> To do
Reproduce the lines of the material from the line with "segment --target=laptop keyboard" to the line with "378), (283, 368)]", both included, with no changes.

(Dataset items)
________________________________________
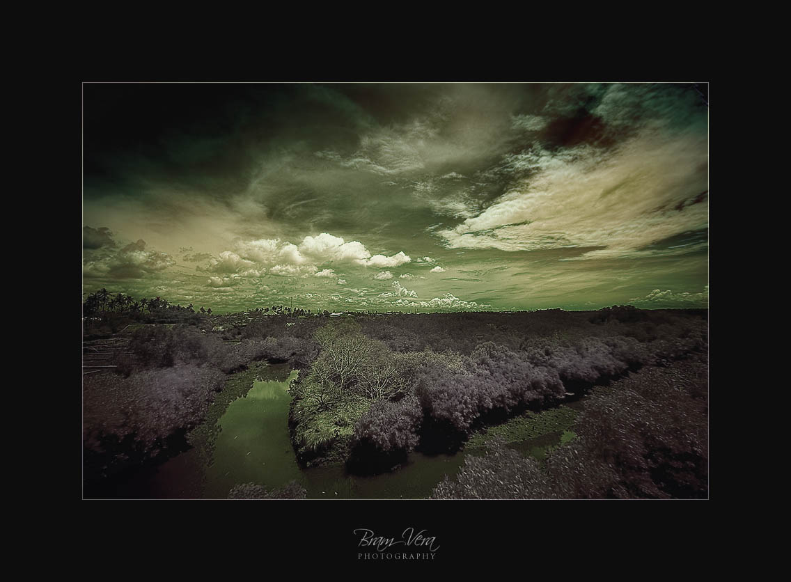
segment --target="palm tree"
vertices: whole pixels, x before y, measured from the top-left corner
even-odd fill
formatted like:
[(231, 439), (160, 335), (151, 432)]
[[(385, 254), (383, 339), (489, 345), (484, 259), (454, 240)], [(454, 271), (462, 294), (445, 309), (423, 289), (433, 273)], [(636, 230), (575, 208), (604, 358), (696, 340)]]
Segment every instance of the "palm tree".
[(97, 297), (99, 299), (99, 304), (101, 306), (101, 310), (104, 311), (107, 306), (107, 298), (109, 297), (109, 293), (108, 293), (106, 289), (102, 287), (97, 292)]

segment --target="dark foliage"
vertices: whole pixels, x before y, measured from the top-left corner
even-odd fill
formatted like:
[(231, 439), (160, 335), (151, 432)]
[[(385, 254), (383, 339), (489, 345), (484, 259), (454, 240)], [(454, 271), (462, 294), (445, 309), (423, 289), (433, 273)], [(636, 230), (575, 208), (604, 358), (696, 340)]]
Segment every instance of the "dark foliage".
[(505, 446), (501, 437), (487, 443), (483, 456), (467, 455), (455, 479), (445, 475), (433, 499), (551, 499), (547, 474), (538, 462)]
[(235, 485), (228, 493), (229, 499), (305, 499), (308, 492), (296, 481), (292, 481), (280, 489), (267, 491), (255, 483)]
[(384, 452), (411, 451), (419, 441), (422, 420), (422, 408), (414, 395), (395, 402), (379, 400), (357, 421), (354, 438), (358, 444), (370, 444)]

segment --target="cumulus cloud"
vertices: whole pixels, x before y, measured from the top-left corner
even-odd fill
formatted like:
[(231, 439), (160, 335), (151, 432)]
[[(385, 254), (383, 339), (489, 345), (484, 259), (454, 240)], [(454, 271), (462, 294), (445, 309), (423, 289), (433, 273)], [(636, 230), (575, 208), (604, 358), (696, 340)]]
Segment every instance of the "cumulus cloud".
[(346, 242), (341, 236), (322, 232), (318, 236), (305, 236), (299, 251), (318, 263), (361, 261), (371, 256), (358, 240)]
[(359, 260), (357, 263), (365, 266), (398, 266), (405, 263), (409, 263), (412, 259), (409, 255), (405, 255), (403, 251), (393, 255), (392, 256), (384, 256), (384, 255), (374, 255), (367, 260)]
[(703, 290), (699, 293), (689, 293), (687, 291), (674, 293), (669, 289), (664, 291), (655, 289), (643, 297), (632, 297), (629, 300), (629, 302), (644, 304), (644, 306), (668, 304), (676, 307), (686, 304), (704, 306), (709, 303), (709, 285), (703, 287)]
[(233, 275), (231, 277), (210, 277), (208, 281), (208, 285), (210, 287), (214, 287), (214, 289), (221, 289), (225, 287), (230, 287), (239, 282), (240, 277), (238, 275)]
[[(271, 274), (303, 275), (316, 273), (318, 265), (352, 263), (363, 266), (398, 266), (411, 259), (403, 251), (392, 256), (374, 255), (358, 240), (346, 242), (341, 236), (322, 232), (317, 236), (305, 236), (299, 245), (280, 239), (258, 239), (233, 243), (233, 251), (224, 251), (200, 268), (211, 273), (241, 274), (253, 270), (260, 274), (268, 267)], [(333, 269), (318, 271), (317, 277), (335, 277)], [(257, 276), (257, 275), (256, 275)]]
[(488, 304), (479, 304), (475, 301), (464, 301), (455, 297), (452, 293), (445, 293), (441, 297), (434, 297), (428, 301), (411, 301), (405, 299), (399, 299), (396, 302), (399, 307), (406, 308), (423, 308), (427, 309), (483, 309), (491, 307)]
[(307, 277), (316, 270), (314, 265), (275, 265), (268, 272), (278, 277)]
[(393, 282), (393, 291), (385, 292), (384, 293), (380, 293), (380, 297), (417, 297), (418, 292), (411, 291), (406, 287), (403, 286), (397, 281)]
[(115, 241), (112, 240), (112, 232), (107, 227), (92, 229), (90, 226), (82, 227), (82, 248), (101, 248), (102, 247), (115, 247)]

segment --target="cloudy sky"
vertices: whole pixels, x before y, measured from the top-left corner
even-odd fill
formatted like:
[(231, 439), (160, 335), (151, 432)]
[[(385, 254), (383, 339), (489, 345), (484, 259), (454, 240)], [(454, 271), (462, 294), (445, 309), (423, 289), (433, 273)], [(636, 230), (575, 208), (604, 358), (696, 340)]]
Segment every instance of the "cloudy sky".
[(85, 84), (83, 291), (708, 304), (706, 85)]

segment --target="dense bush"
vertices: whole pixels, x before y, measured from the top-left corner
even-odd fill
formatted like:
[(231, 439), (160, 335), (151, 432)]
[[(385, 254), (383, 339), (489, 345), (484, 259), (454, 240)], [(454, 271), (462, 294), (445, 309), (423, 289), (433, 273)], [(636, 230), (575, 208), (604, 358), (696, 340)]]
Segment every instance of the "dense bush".
[(469, 455), (437, 498), (703, 498), (708, 495), (706, 366), (646, 368), (586, 399), (576, 437), (542, 468), (502, 443)]
[[(687, 369), (694, 370), (693, 364)], [(700, 374), (686, 376), (699, 384)], [(672, 370), (646, 370), (639, 384), (590, 396), (577, 439), (550, 455), (566, 497), (693, 498), (707, 495), (708, 421), (702, 387)]]
[(395, 402), (379, 400), (358, 420), (354, 439), (385, 452), (411, 451), (419, 441), (418, 431), (422, 420), (422, 408), (413, 395)]
[(180, 364), (144, 370), (128, 378), (97, 374), (83, 383), (83, 437), (101, 450), (104, 436), (134, 436), (152, 448), (176, 431), (201, 421), (225, 375), (210, 368)]

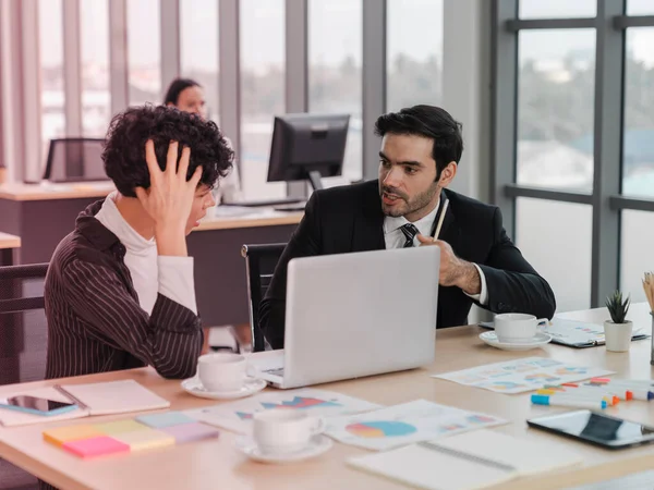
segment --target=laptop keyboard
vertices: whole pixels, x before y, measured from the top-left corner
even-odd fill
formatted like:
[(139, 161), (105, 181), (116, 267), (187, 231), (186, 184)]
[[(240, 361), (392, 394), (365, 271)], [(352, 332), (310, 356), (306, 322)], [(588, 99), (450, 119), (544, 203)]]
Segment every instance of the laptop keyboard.
[(264, 369), (264, 372), (272, 376), (280, 376), (283, 378), (283, 368)]

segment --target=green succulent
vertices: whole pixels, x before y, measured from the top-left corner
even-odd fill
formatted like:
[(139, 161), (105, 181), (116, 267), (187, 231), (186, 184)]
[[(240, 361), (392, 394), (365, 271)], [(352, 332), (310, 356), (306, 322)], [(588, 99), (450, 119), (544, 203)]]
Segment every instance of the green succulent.
[(630, 297), (622, 299), (622, 293), (615, 291), (611, 295), (606, 296), (606, 307), (614, 323), (625, 323), (627, 311), (629, 311)]

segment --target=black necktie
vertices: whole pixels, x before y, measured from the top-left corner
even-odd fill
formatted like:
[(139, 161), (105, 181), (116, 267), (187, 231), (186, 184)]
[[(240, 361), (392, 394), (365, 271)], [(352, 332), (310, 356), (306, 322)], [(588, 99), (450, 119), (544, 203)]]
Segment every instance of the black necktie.
[(404, 242), (404, 245), (402, 248), (412, 247), (413, 238), (415, 237), (415, 235), (417, 235), (420, 233), (417, 228), (415, 228), (412, 223), (407, 223), (407, 224), (402, 224), (400, 226), (400, 230), (402, 230), (402, 233), (404, 233), (404, 236), (407, 237), (407, 242)]

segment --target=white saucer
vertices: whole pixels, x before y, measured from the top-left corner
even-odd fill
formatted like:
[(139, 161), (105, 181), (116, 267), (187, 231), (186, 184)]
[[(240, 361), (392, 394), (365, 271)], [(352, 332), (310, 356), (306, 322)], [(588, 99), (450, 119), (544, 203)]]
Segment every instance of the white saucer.
[(182, 381), (182, 388), (186, 393), (199, 396), (201, 399), (210, 400), (233, 400), (242, 399), (243, 396), (250, 396), (251, 394), (262, 391), (268, 384), (263, 379), (257, 378), (245, 378), (245, 382), (240, 390), (235, 391), (208, 391), (202, 385), (197, 376), (185, 379)]
[(532, 339), (522, 342), (499, 342), (495, 332), (480, 333), (480, 339), (493, 347), (501, 348), (504, 351), (529, 351), (531, 348), (540, 347), (552, 341), (552, 335), (537, 332)]
[(310, 460), (329, 451), (334, 445), (331, 439), (323, 434), (313, 436), (308, 440), (308, 444), (306, 444), (303, 450), (292, 453), (265, 453), (249, 436), (238, 437), (235, 442), (237, 449), (251, 460), (259, 463), (276, 464), (295, 463), (299, 461)]

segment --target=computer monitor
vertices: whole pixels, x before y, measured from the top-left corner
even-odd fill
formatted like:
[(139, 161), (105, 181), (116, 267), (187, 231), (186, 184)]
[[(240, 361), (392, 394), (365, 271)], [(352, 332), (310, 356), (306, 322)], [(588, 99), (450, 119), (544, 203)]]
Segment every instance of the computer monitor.
[(340, 175), (348, 140), (349, 114), (286, 114), (275, 118), (268, 182)]
[(43, 179), (51, 182), (106, 181), (102, 138), (50, 139)]

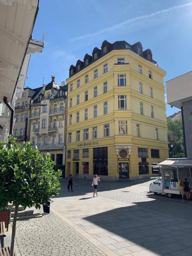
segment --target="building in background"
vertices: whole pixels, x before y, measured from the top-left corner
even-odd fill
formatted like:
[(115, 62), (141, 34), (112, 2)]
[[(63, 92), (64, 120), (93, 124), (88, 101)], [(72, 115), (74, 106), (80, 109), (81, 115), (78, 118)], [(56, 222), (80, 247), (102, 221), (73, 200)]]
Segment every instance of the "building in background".
[(172, 120), (172, 121), (176, 121), (176, 120), (178, 121), (181, 120), (181, 111), (178, 111), (178, 112), (173, 114), (171, 116), (168, 116), (167, 118)]
[(134, 180), (157, 174), (153, 166), (168, 156), (165, 74), (139, 42), (104, 41), (70, 67), (67, 175)]
[[(35, 90), (35, 89), (33, 89)], [(49, 153), (57, 168), (65, 169), (65, 121), (67, 86), (59, 86), (52, 76), (31, 101), (30, 140), (42, 155)]]
[(31, 89), (24, 88), (22, 97), (16, 100), (14, 112), (14, 124), (13, 135), (20, 142), (29, 140), (29, 117), (30, 116), (30, 105), (31, 101), (41, 90), (41, 87)]
[(0, 141), (12, 133), (15, 101), (24, 88), (30, 54), (42, 49), (42, 41), (31, 39), (38, 2), (0, 3)]
[(181, 110), (185, 155), (192, 158), (192, 71), (166, 82), (167, 103)]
________________________________________
> Response for this exercise
segment --target=laptop keyboard
vertices: whole pixels, x before y, measured from the top-left corner
even-odd fill
formatted like:
[(139, 161), (105, 181), (116, 267), (187, 231), (186, 184)]
[[(240, 361), (392, 394), (365, 271)], [(352, 332), (310, 356), (306, 322)], [(588, 99), (450, 119), (544, 203)]]
Segment every instance of the laptop keyboard.
[(264, 369), (264, 372), (272, 376), (280, 376), (283, 378), (283, 368)]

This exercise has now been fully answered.